### STATED TASK:
Below, revise the listing lines from the line containing "Tag the tall" through the line containing "[[222, 167], [518, 247], [203, 167], [135, 173], [21, 72]]", replacing "tall tree" with "leafy tree" and leaving everything else unchanged. Return only those lines.
** START AVAILABLE RECORDS **
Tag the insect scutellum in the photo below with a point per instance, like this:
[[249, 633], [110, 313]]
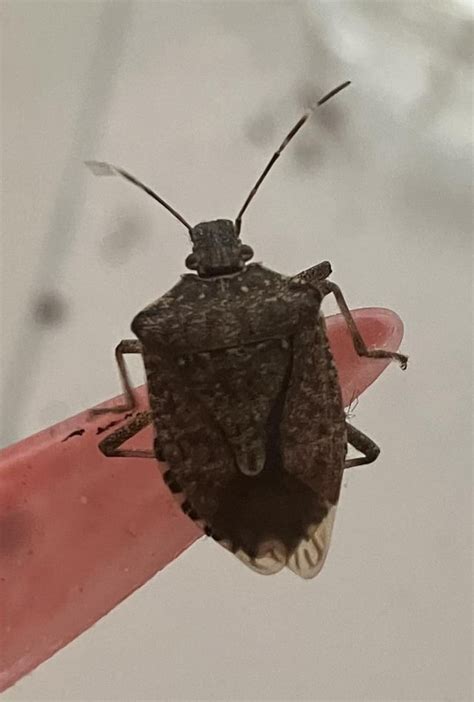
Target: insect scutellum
[[217, 249]]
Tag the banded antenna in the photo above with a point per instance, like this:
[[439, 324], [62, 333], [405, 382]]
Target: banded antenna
[[100, 168], [284, 144]]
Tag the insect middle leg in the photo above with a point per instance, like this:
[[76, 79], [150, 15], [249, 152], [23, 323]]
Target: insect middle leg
[[359, 344], [361, 443], [125, 346], [110, 445]]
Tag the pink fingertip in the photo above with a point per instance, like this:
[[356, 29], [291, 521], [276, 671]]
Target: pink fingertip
[[79, 532]]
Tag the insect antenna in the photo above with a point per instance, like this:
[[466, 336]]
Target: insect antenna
[[100, 168], [283, 145]]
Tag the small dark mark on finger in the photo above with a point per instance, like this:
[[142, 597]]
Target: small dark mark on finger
[[100, 430], [77, 432]]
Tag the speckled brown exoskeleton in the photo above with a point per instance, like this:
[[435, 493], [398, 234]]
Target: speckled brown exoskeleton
[[244, 396]]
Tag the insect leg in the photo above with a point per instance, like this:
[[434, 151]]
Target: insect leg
[[110, 445], [314, 274], [361, 443], [125, 346], [359, 344]]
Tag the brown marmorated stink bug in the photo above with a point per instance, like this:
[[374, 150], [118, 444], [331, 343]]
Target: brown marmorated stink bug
[[244, 396]]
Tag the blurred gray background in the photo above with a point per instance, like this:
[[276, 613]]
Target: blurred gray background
[[192, 98]]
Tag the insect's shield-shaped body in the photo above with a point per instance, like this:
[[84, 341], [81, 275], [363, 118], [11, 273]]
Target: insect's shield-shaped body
[[245, 398], [238, 372]]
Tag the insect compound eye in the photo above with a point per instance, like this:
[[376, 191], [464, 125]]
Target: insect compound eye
[[246, 252], [191, 262]]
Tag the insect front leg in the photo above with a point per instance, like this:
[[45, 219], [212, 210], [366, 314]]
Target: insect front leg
[[327, 287], [125, 346], [110, 445], [361, 443], [315, 274]]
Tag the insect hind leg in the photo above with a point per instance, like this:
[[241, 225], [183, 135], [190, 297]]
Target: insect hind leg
[[361, 443]]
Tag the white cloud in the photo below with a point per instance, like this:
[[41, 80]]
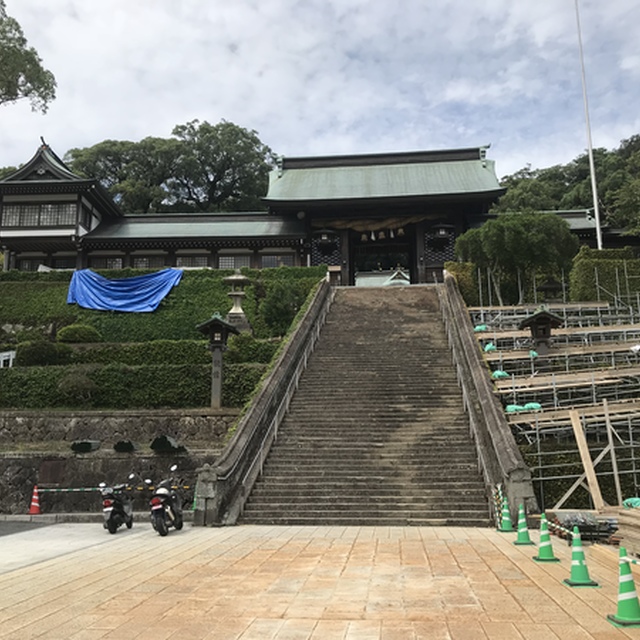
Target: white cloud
[[335, 76]]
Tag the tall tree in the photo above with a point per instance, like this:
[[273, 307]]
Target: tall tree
[[222, 167], [518, 247], [203, 167], [135, 173], [21, 72]]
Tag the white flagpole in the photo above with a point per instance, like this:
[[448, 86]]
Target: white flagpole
[[592, 168]]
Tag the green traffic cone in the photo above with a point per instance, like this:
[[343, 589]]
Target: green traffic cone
** END AVAILABLE RECORDS **
### RESULT:
Tag the leafy tree in the photo above with a point per instance, like this:
[[273, 307]]
Target: leafy tree
[[222, 167], [518, 247], [203, 167], [135, 173], [21, 72]]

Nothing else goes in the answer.